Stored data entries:
########################################
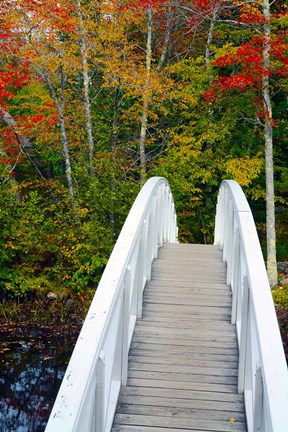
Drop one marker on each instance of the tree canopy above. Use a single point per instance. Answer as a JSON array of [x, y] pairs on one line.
[[97, 96]]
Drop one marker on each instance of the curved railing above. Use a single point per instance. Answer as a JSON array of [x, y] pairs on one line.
[[262, 367], [89, 391]]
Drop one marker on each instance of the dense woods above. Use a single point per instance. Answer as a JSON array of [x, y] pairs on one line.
[[97, 96]]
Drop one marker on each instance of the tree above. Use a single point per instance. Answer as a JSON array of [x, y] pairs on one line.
[[258, 59]]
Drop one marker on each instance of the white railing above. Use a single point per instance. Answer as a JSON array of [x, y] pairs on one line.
[[89, 391], [263, 374]]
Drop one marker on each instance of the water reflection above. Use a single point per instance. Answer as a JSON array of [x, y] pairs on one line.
[[32, 366]]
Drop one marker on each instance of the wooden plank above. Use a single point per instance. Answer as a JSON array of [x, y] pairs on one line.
[[189, 378], [182, 322], [180, 423], [183, 394], [183, 359], [190, 413], [160, 360], [201, 334], [184, 369], [128, 428], [182, 385], [213, 357], [235, 407], [166, 347]]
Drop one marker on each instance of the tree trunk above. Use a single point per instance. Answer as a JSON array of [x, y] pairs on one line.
[[145, 100], [268, 133], [86, 82], [60, 104], [167, 38]]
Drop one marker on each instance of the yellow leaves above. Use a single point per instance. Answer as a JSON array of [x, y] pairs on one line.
[[244, 169]]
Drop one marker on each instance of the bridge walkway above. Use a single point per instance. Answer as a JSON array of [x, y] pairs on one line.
[[183, 359]]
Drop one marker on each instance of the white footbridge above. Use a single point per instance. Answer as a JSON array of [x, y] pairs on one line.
[[178, 337]]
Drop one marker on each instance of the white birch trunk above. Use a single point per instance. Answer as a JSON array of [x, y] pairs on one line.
[[60, 104], [268, 133], [86, 82], [146, 100]]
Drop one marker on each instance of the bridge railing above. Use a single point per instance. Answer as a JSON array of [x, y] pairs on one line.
[[89, 391], [263, 374]]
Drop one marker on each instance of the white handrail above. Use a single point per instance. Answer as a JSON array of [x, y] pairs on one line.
[[263, 373], [89, 391]]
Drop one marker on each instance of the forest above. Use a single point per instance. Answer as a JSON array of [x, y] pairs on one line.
[[97, 96]]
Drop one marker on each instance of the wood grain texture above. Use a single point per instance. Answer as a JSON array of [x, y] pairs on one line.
[[183, 359]]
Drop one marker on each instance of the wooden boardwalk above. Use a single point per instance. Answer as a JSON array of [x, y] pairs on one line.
[[183, 363]]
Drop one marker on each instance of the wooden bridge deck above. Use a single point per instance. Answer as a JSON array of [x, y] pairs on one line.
[[183, 358]]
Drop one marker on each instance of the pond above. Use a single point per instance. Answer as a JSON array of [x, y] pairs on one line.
[[33, 363], [33, 360]]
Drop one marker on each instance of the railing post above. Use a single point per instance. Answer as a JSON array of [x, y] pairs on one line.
[[125, 329], [258, 404], [243, 336], [235, 282], [100, 393]]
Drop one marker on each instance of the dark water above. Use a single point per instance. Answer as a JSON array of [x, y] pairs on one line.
[[32, 365]]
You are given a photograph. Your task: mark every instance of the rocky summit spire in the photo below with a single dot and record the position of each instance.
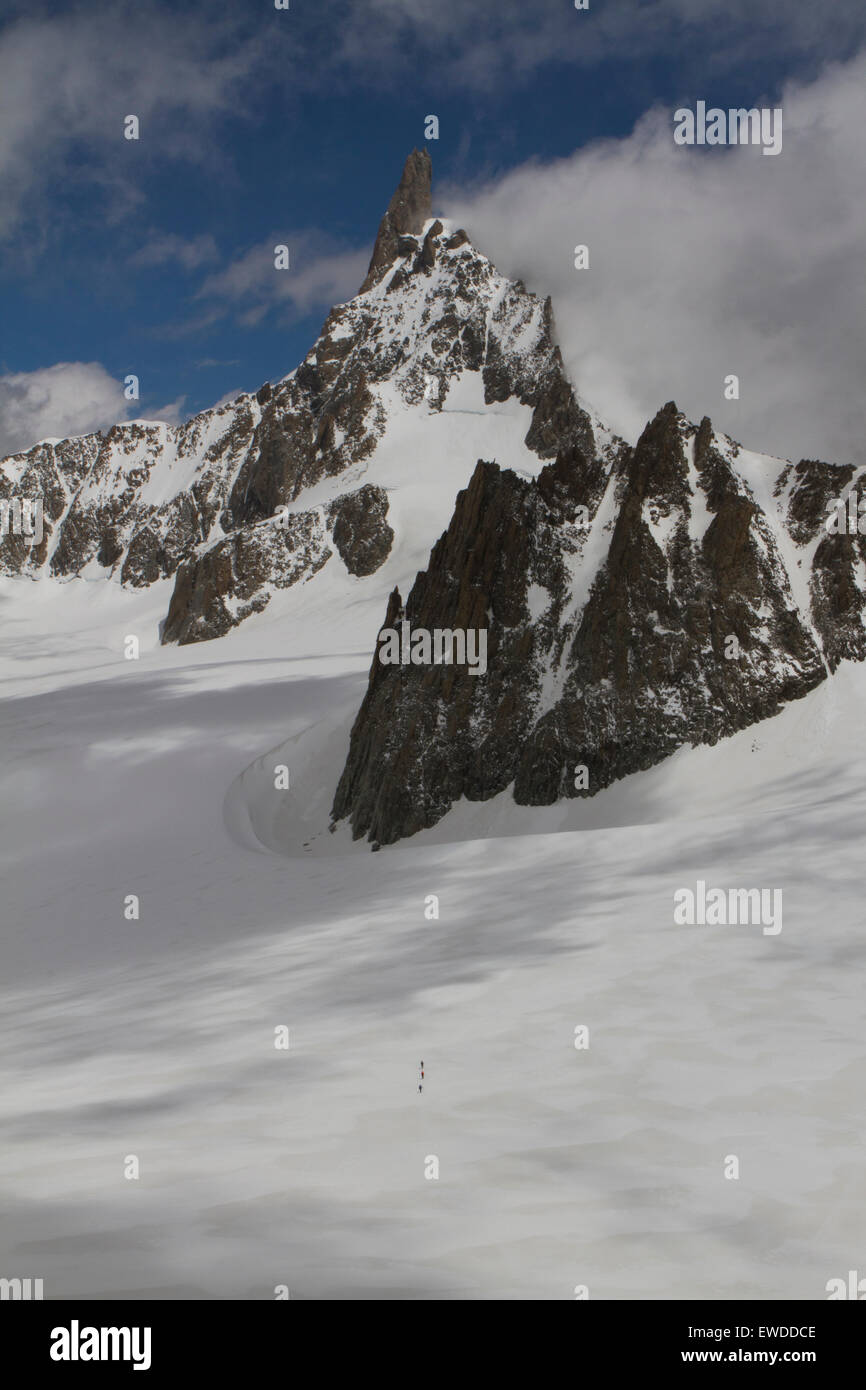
(407, 211)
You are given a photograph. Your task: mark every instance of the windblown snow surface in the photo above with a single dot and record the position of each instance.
(558, 1166)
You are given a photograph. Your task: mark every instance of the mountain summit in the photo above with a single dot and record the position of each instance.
(431, 463)
(407, 211)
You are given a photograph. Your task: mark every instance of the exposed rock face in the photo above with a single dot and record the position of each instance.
(663, 615)
(146, 501)
(214, 591)
(407, 211)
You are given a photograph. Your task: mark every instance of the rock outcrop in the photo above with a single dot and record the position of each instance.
(631, 606)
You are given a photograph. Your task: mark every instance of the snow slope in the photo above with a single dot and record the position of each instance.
(306, 1168)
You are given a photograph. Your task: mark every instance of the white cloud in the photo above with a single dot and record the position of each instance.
(68, 81)
(321, 273)
(188, 252)
(705, 262)
(54, 402)
(71, 398)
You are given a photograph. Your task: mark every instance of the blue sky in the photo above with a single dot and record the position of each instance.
(262, 125)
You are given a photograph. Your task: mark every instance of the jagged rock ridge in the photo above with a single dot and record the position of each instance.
(145, 501)
(681, 613)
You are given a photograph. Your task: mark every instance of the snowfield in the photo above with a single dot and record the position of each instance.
(558, 1166)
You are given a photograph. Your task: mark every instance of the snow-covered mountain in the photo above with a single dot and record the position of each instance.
(430, 445)
(262, 494)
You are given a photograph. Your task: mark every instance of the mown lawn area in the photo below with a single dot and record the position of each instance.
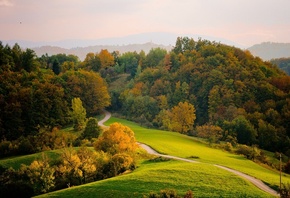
(176, 144)
(203, 180)
(15, 162)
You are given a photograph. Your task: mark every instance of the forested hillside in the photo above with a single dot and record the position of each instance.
(233, 96)
(199, 88)
(37, 93)
(282, 63)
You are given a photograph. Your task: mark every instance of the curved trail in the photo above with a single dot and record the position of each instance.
(249, 178)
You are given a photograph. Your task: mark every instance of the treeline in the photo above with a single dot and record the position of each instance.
(236, 97)
(114, 153)
(199, 88)
(282, 63)
(37, 93)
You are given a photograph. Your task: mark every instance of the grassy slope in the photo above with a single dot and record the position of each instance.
(203, 179)
(185, 146)
(15, 162)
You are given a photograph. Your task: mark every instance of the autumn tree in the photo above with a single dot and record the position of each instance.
(78, 114)
(92, 129)
(90, 87)
(116, 139)
(210, 132)
(40, 174)
(56, 68)
(107, 59)
(183, 117)
(92, 62)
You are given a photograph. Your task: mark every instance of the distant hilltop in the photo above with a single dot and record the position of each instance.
(81, 52)
(269, 50)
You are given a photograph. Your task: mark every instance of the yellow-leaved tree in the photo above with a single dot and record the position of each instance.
(117, 139)
(182, 117)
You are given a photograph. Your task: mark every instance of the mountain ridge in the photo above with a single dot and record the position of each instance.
(81, 52)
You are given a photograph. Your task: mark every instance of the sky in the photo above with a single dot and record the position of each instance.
(246, 22)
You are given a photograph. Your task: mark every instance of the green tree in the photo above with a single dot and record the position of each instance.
(40, 174)
(92, 129)
(78, 114)
(117, 139)
(56, 68)
(183, 117)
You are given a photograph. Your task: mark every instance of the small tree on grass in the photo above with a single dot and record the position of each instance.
(211, 132)
(78, 114)
(92, 129)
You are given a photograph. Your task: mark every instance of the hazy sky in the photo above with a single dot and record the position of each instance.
(246, 22)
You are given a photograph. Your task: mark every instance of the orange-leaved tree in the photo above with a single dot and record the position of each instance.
(117, 139)
(183, 117)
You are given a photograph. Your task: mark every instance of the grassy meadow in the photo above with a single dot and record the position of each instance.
(176, 144)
########################################
### What you are asked to do
Pictures stay out; copy every entry above exactly.

### Answer to this exercise
Drop one marker on each instance of the tree canopy above. Use a single point per instance. Answer as a JSON array of [x, y] pairs on one line.
[[97, 96]]
Drop one marker on each instance of the curved railing above. Use a single point per instance. Answer as a JSON array of [x, y] pairs on one line.
[[262, 367], [89, 391]]
Drop one marker on each instance of the dense woods above. Use a single point per instance. Answer as a JSON array of [x, y] pairs on one line.
[[97, 96]]
Drop one marker on each instance of the tree above. Use a single point per instance. Answer as a JSON array of [x, y] pairs on one line.
[[258, 59]]
Drop one marker on each instance of the white railing above. Use a single point per instance. Answer as a JSON array of [x, y] pairs on one line.
[[89, 391], [263, 374]]
Drop one marker on each instance of the water reflection above. Use a single point per instance. Answer as a JSON array of [x, y] pairs on one line.
[[32, 366]]
Drop one marker on each instance of the wooden plank above. Use a single point per instance. Answer as a JSON array of [x, y] pairs on one line.
[[189, 378], [182, 322], [180, 423], [183, 394], [183, 359], [190, 413], [160, 360], [201, 334], [184, 369], [128, 428], [182, 385], [213, 357], [235, 407], [166, 347]]
Drop one marker on each instance of the tree trunk above. Use a single point per instance. Answer as a JSON array of [x, y] pairs on one line.
[[145, 100], [268, 133], [86, 82], [60, 104], [167, 38]]
Drop one marker on each instance of the yellow leaves above. Use a single point per instance. Answer as a JSON array of [x, y] pairs on one line.
[[244, 169]]
Drop one marker on each instance of the bridge walkway above. Use a single point per instance. Answer as a JSON array of [x, y] pairs on one line.
[[183, 359]]
Drop one marker on each instance of the white footbridge above. Use a single point per instance. Answer as a JSON array of [x, y] pairs on one line.
[[178, 337]]
Drop one marker on each instance of the white birch trunk above. Use a single point per instance. Answer as a JSON array of [x, y] pairs on one line.
[[60, 104], [268, 133], [86, 82], [146, 100]]
Drop one marker on each instance of the bridge railing above. Use a single point per instance. Answer as a JSON array of [x, y] pairs on one line.
[[89, 391], [263, 374]]
Drop one marker on each instance of the white handrail above. Use a single point per instance. Answer as a JSON array of [x, y] pairs on one line.
[[263, 373], [89, 391]]
Drop one marker on each instance of the forest above. Use a single point per instance. Answer as a JSON array of [x, y] pairs on one line.
[[97, 96]]
Drop one marker on each instance of the wood grain texture above. Use a single point per instance. Answer as a JSON array of [x, y] pairs on one line.
[[183, 359]]
Drop one marker on each instance of the wooden boardwalk above. Use a single point per instance. Answer as a JSON array of [x, y] pairs on one line.
[[183, 363]]
Drop one marker on each instance of the wooden bridge deck above. Use a single point per instance. Answer as a JSON array of [x, y] pairs on one line.
[[183, 358]]
Drop one marker on each instance of the pond above. Use a single point per instance. Answer as a JSON array of [x, y] pairs on one line.
[[33, 363], [33, 360]]
Drop one marker on each instance of the railing post above. Use a single point per instance. Answer as a JSON array of [x, y] pairs on one line.
[[125, 329], [258, 404], [243, 336], [235, 282], [100, 393]]
Drop one marker on each instance of the dark water above. Use a single point per instance. Answer as a JSON array of [x, y] pairs on one line.
[[32, 365]]
You are given a photograph. Your task: mark every instance of the rocky summit spire in the photo below with a single dot and record the position of each instance.
(407, 211)
You are given a photograph. Your task: mark every instance of the windblown snow surface in the photo above with a single dot and record the position of each instance.
(558, 1166)
You are given a photograph. Your task: mark every instance of the mountain summit in the photo above with a single dot and record the position of each instance.
(431, 463)
(407, 211)
You are given a photograph. Your task: mark every instance of the exposed rock face in the photo above with a single dot and record the position of each instance.
(663, 615)
(146, 501)
(214, 591)
(407, 211)
You are given a photograph. Your task: mark every instance of the rock outcrop in the photo above with a single dot and record the position of each instance.
(631, 606)
You are given a photograph. Your task: mark every instance of the snow slope in the photo above with a single dot and record the position of each instance.
(306, 1168)
You are given a photograph. Your task: mark every instance of the white cloud in the photo above with a single dot and record the position of each instance.
(68, 81)
(321, 273)
(188, 252)
(705, 262)
(54, 402)
(71, 398)
You are given a photograph. Your task: mark every instance of the blue sky in the photo above with a single dot and record the position of each instance.
(262, 125)
You are given a photograph. Your task: mark every instance of the jagged rock ridge in the photo above with a single dot and record the position of each instance.
(145, 501)
(681, 613)
You are given a photograph. Your task: mark every instance of the snowfield in the photo above with a single dot and record the position of each instance.
(558, 1166)
You are given a photograph. Your task: mark every instance of the snow-covered mountain in the photo above with a single dot and record the position of each instance.
(430, 445)
(262, 494)
You are given a photograph. Your task: mark every instance of the mown lawn area in the photo below with a single dot and record the position of each instance.
(176, 144)
(203, 180)
(15, 162)
You are given a photograph. Your task: mark every instance of the forested hillside in the photo above with a single dot and record the position of each instance.
(233, 96)
(199, 88)
(37, 93)
(282, 63)
You are given a photograph. Your task: mark every instance of the curved trail in the photo above with a single dot and record the position of each instance.
(249, 178)
You are given a photograph. Your task: mark every instance of the treeline in the photo above with a single dot and record the position of each instance.
(236, 97)
(114, 153)
(199, 88)
(282, 63)
(37, 93)
You are given a photograph. Your task: mark every instance of the grassy slope in the photo above with a single dot and record the position of each instance.
(203, 179)
(185, 146)
(15, 162)
You are given a photograph. Your task: mark every instance of the autumn tree in the photo above with a single dot and record the position of each instance.
(78, 114)
(92, 129)
(90, 87)
(116, 139)
(210, 132)
(40, 174)
(56, 68)
(107, 59)
(183, 117)
(92, 62)
You are given a photograph. Your task: mark every instance of the distant hilltop in the photo above with a single dot and record the position of each instance.
(81, 52)
(269, 50)
You are given a photograph. Your task: mark every instance of the yellow-leaved tree in the photo above with a single dot and record the position of each instance.
(117, 139)
(182, 117)
You are given a photograph. Your task: mark every instance of the mountain ridge in the photo above with a single dot and record the position of each instance.
(81, 52)
You are given a photograph. Your task: mark every instance of the sky in the photo above with a single dot and record the position of each instance.
(246, 22)
You are given a photograph. Your task: mark every instance of the green tree in the photo above with a single dot and record the position of each instance.
(40, 174)
(92, 129)
(78, 114)
(117, 139)
(56, 68)
(183, 117)
You are given a photograph. Your task: mark every instance of the small tree on grass in the photo above with a single dot and record the position of each instance.
(211, 132)
(78, 114)
(92, 129)
You are given a photograph. Your task: mark every instance of the hazy sky in the photo above with a single dot and record the position of each instance.
(246, 22)
You are given a photograph. Your task: mark every instance of the orange-leaved tree in the photo above with a single dot and record the position of each instance.
(117, 139)
(183, 117)
You are given a photograph. Your task: mark every instance of the grassy meadow in the photo above with a single dot and record the position of each instance.
(176, 144)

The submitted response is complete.